◆ **YOUR OBJECTIVE**:
Look through the lines below and copy each one that includes "sunglasses".

(DATA PROVIDED)

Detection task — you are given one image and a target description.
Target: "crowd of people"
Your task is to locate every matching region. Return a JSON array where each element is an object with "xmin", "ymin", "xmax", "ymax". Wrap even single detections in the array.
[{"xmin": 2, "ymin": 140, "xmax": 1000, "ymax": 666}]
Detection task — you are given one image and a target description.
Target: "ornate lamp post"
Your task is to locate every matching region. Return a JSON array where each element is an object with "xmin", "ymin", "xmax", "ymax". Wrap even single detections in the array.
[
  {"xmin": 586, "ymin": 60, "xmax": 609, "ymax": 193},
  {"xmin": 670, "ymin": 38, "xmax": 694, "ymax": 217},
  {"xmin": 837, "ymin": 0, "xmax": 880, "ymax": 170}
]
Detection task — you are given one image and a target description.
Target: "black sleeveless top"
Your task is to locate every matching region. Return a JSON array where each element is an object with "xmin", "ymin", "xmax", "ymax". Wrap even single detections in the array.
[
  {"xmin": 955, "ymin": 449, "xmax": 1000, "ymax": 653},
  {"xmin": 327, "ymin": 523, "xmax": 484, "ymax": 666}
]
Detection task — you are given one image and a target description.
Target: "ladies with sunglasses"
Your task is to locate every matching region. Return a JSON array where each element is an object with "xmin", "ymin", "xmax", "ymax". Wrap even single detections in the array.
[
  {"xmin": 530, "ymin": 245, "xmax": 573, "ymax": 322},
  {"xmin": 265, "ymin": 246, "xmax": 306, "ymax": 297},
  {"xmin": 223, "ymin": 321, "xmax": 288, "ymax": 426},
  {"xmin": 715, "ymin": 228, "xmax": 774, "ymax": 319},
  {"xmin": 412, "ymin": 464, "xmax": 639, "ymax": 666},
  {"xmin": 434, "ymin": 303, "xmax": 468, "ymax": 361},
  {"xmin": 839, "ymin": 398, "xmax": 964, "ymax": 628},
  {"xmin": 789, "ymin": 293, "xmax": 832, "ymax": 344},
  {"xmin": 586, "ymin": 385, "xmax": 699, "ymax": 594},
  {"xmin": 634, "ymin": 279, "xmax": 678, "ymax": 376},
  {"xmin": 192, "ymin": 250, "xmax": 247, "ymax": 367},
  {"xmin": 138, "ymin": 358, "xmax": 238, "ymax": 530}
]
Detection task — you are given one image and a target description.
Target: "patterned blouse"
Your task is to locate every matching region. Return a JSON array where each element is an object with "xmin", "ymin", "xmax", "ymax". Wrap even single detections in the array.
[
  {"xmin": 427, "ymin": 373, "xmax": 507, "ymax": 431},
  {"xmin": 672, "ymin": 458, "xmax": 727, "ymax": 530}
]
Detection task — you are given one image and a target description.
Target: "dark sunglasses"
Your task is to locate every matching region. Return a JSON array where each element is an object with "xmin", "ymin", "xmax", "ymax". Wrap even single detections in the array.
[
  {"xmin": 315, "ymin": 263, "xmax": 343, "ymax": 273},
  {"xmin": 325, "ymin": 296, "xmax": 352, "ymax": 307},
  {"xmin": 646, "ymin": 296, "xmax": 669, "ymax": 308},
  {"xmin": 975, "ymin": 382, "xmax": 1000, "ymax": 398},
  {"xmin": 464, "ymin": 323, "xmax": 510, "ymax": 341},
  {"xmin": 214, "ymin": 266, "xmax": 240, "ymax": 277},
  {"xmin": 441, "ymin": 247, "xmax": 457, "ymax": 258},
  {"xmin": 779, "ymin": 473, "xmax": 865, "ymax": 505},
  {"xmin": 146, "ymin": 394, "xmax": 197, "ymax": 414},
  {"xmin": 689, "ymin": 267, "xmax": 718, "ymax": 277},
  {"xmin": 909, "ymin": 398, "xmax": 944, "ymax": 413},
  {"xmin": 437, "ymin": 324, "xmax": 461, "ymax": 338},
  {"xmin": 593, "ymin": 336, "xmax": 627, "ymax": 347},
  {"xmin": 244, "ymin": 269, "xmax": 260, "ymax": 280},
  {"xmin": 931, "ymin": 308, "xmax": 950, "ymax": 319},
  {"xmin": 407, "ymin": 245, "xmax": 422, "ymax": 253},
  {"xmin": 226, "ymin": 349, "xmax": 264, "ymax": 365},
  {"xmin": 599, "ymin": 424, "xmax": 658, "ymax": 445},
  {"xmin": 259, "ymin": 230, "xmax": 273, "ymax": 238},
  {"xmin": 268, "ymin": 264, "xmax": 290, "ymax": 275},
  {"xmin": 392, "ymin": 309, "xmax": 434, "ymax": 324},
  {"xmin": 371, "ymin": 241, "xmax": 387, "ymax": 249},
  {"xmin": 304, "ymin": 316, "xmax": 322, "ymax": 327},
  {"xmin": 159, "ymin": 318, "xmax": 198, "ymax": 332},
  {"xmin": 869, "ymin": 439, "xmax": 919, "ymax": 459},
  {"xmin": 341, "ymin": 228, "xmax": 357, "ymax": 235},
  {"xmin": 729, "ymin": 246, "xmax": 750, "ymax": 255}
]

(End DATA PROVIDED)

◆ **ANSWER BOX**:
Target: "ladies with sunglasses"
Target: "dark sunglasses"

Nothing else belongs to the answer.